Rewrite the kelp article below from "Wherever you look, every" up to and including "it’s round body.", putting "ecosystem" wherever "habitat" occurs.

Text section —
++++

By Trey Leslie I Everyday California Head Writer & Resident DJ
Nature is a never-ending balancing act.
Wherever you look, every healthy habitat exists due to the contribution of several factors working together. The life within rainforests, deserts, mountains, oceans and everywhere in between rests on a fine line of codependency. So when an external force alters or removes one of these factors, one that a habitat depends upon, this balance can be all too easily lost.
Kelp In The Balance
For the past several years, kelp species in California have fought against an unlikely enemy. The purple sea urchin (strongylocentrotus purpuratus) is nothing you'd want to step on without shoes, but otherwise unassuming: each animal is relatively small, about the size of a fist, covered in dark, purple spines protruding an inch or so from it’s round body.
A purple sea urchin, strongylocentrotus purpuratus.
In a healthy ecosystem, the purple sea urchin is certainly no villain. When kelp is abundant and underwater forests are rich with nutrients and sea-life, urchins most often dwell in crevices, mainly eating loose bits of kelp that drift within their reach.
In fact the only reason these animals venture out of their favored hiding places is if food becomes scarce. Then the purple sea urchins, usually independent in nature, group together to search for food. They behave collectively, like a hive mind, spreading across the ocean floor and consuming any vegetation in their path.
If a kelp forest is unhealthy, this behavior can become a problem. Most species of kelp prefer cooler temperatures, and one of the reasons kelp has flourished in California is the cold, nutrient-rich waters on the ocean floor that are brought to the surface by currents. This process is called upwelling, and in ideal circumstances it allows kelp species (like Giant Kelp) to grow up to 3 feet in just one day!

++++

Information supplied —
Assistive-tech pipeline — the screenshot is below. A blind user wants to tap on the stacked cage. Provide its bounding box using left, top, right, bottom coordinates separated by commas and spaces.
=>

++++

Result for this task —
Wherever you look, every healthy ecosystem exists due to the contribution of several factors working together. The life within rainforests, deserts, mountains, oceans and everywhere in between rests on a fine line of codependency. So when an external force alters or removes one of these factors, one that a ecosystem depends upon, this balance can be all too easily lost.
Kelp In The Balance
For the past several years, kelp species in California have fought against an unlikely enemy. The purple sea urchin (strongylocentrotus purpuratus) is nothing you'd want to step on without shoes, but otherwise unassuming: each animal is relatively small, about the size of a fist, covered in dark, purple spines protruding an inch or so from it’s round body.